Bitte gib alles ab der Zeile mit „white building, one“ bis zum Ende der Auflistung als nummerierte Liste wieder, einschließlich dieser Zeile und ohne Leerzeilen.
▼▼▼
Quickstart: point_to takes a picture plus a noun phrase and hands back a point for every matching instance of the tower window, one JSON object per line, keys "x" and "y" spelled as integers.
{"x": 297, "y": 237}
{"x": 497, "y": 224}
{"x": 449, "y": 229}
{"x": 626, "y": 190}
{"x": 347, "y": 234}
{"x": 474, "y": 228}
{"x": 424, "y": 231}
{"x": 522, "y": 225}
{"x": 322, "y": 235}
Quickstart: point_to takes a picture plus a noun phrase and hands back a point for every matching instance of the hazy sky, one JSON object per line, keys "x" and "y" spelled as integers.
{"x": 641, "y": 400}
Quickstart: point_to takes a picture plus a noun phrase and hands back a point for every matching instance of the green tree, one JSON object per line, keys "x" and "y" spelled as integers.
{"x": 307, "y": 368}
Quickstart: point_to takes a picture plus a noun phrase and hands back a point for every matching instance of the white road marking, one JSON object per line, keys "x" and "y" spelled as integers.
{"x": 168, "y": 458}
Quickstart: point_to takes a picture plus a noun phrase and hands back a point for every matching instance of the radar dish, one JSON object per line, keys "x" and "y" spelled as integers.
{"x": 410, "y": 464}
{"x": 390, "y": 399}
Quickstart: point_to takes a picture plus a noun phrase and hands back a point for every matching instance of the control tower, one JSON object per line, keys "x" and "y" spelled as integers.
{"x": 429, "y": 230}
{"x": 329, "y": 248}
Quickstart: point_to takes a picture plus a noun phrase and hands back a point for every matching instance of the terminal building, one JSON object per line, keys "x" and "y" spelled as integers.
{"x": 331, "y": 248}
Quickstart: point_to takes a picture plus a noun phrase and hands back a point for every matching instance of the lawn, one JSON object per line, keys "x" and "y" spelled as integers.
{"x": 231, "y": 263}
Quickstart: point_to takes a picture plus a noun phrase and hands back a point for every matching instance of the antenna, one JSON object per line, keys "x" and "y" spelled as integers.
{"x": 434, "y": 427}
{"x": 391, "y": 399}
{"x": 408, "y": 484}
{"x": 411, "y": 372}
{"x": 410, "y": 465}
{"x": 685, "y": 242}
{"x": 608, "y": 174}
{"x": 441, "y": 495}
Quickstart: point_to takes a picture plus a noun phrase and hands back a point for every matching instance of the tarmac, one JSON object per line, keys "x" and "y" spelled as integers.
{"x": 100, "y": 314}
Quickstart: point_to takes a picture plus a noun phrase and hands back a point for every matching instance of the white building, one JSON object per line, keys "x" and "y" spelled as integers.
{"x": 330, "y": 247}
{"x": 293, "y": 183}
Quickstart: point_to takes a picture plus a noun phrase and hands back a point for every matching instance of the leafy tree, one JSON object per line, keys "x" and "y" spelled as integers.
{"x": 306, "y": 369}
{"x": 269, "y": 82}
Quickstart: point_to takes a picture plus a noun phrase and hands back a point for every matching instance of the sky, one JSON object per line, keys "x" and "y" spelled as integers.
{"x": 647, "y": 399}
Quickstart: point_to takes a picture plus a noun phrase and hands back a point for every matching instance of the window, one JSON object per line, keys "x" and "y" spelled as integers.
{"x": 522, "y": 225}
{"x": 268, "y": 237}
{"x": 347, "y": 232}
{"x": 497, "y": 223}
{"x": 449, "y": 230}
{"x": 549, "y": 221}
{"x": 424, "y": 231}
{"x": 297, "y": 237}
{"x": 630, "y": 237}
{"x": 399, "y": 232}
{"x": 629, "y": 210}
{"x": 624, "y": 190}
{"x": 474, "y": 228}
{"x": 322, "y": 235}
▲▲▲
LÖSUNG -
1. Quickstart: point_to takes a picture plus a noun phrase and hands back a point for every matching instance of the white building, one JSON object per line, keys "x" and "y" spelled as integers.
2. {"x": 330, "y": 247}
3. {"x": 293, "y": 183}
4. Quickstart: point_to takes a picture plus a noun phrase and hands back a point for every matching instance of the leafy tree, one JSON object per line, keys "x" and "y" spelled as integers.
5. {"x": 306, "y": 369}
6. {"x": 269, "y": 82}
7. Quickstart: point_to takes a picture plus a noun phrase and hands back a point for every matching instance of the sky, one JSON object per line, keys "x" and "y" spelled as integers.
8. {"x": 647, "y": 399}
9. Quickstart: point_to takes a picture plus a noun phrase and hands back a point for every matching instance of the window, one JSON object per line, keys "x" and "y" spelled as integers.
10. {"x": 522, "y": 225}
11. {"x": 268, "y": 237}
12. {"x": 347, "y": 232}
13. {"x": 497, "y": 223}
14. {"x": 449, "y": 230}
15. {"x": 549, "y": 221}
16. {"x": 424, "y": 231}
17. {"x": 297, "y": 237}
18. {"x": 630, "y": 237}
19. {"x": 399, "y": 232}
20. {"x": 629, "y": 210}
21. {"x": 624, "y": 190}
22. {"x": 474, "y": 228}
23. {"x": 322, "y": 235}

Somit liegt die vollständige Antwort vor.